> SEITENTEXT
Das Gericht stützt damit die Linie des Thüringer Datenschutzbeauftragten Lutz Hasse. Der sieht durch die Testpflicht im Klassenraum die Rechte betroffener Schüler massiv beeinträchtigt und verlangt von Schulen, zumindest eine Einverständniserklärung der Eltern für dieses Procedere einzuholen.

«Eine Identifizierbarkeit von positiv getesteten Schülern/innen sollte vermieden werden»

In einem Schreiben an die Schulen im Freistaat wies Hasse auf die Datenschutzbedenken hin und betonte unter anderem, dass positive Testergebnisse vertraulich behandelt werden müssten. «Eine Identifizierbarkeit von positiv getesteten Schülern/innen, bspw. durch eine offenkundige Separierung dieser Schüler auf dem Schulhof oder im Klassenraum, sollte vermieden werden», heißt es in dem Schreiben. In den meisten Bundesländern ist aber vorgesehen, dass die Tests in den Klassenräumen gemacht werden – in Anwesenheit von Schülern und Lehrkraft. Positiv getestete Schülerinnen und Schüler sollen dann umgehend in einen gesonderten Raum gebracht werden, von wo sie die Eltern dann abholen.

> AUFGABE 1
Fasse den Seitentext in zwei Sätzen zusammen.
> AUFGABE 2
Stelle in den Datenzeilen die Zeilen als JSON-Liste von Strings dar, beginnend mit der Zeile, die „Note: mark the dog's black“ enthält, und weiter bis einschließlich der Zeile, die „pixel 106 381“ enthält. Nimm einen String pro Zeile und lass Leerzeilen weg.

> DATENZEILEN
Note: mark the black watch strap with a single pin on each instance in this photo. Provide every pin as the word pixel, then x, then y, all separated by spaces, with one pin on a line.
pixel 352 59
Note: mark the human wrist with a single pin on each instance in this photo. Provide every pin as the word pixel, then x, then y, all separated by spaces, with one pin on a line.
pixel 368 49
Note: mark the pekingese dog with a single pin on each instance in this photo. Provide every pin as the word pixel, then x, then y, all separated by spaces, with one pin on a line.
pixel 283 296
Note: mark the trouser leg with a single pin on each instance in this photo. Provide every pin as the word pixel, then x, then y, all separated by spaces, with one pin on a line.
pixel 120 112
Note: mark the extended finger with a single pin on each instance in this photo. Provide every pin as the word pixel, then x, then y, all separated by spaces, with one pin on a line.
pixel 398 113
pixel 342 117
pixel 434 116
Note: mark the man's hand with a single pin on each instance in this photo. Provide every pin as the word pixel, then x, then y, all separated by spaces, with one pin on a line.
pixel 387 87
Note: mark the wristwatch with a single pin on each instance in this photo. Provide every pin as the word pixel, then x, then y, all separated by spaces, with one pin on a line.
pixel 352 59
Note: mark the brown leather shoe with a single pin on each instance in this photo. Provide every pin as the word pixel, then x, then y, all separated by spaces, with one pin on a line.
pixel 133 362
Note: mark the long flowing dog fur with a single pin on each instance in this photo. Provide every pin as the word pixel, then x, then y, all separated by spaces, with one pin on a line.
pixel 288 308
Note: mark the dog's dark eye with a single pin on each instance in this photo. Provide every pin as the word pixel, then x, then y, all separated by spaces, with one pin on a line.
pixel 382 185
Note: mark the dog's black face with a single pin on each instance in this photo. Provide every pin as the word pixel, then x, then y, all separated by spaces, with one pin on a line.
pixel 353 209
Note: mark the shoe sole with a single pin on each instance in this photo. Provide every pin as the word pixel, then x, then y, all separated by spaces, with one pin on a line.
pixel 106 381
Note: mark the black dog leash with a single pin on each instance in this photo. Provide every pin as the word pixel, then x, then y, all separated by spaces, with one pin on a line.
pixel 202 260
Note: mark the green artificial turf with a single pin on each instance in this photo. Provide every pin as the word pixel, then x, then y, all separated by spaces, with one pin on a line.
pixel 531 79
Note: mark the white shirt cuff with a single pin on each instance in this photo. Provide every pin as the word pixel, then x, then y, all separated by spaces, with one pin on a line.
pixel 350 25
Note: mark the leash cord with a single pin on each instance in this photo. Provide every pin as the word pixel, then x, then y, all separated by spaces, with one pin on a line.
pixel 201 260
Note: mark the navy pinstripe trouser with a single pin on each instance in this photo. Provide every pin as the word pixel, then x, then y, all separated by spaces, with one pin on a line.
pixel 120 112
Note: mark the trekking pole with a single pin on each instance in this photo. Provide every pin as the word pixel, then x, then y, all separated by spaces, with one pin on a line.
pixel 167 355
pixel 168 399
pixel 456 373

> VOLLSTÄNDIGE ANTWORT 1
Ein Gericht stützt die Linie des Thüringer Datenschutzbeauftragten Lutz Hasse, der die Rechte betroffener Schüler durch die Testpflicht im Klassenraum massiv beeinträchtigt sieht, eine Einverständniserklärung der Eltern verlangt und in einem Schreiben an die Schulen betonte, dass positive Testergebnisse vertraulich behandelt werden müssten. In den meisten Bundesländern ist aber vorgesehen, dass die Tests in den Klassenräumen in Anwesenheit von Schülern und Lehrkraft gemacht werden und positiv Getestete umgehend in einen gesonderten Raum kommen, von wo sie die Eltern abholen.

> VOLLSTÄNDIGE ANTWORT 2
[
  "Note: mark the dog's black face with a single pin on each instance in this photo. Provide every pin as the word pixel, then x, then y, all separated by spaces, with one pin on a line.",
  "pixel 353 209",
  "Note: mark the shoe sole with a single pin on each instance in this photo. Provide every pin as the word pixel, then x, then y, all separated by spaces, with one pin on a line.",
  "pixel 106 381"
]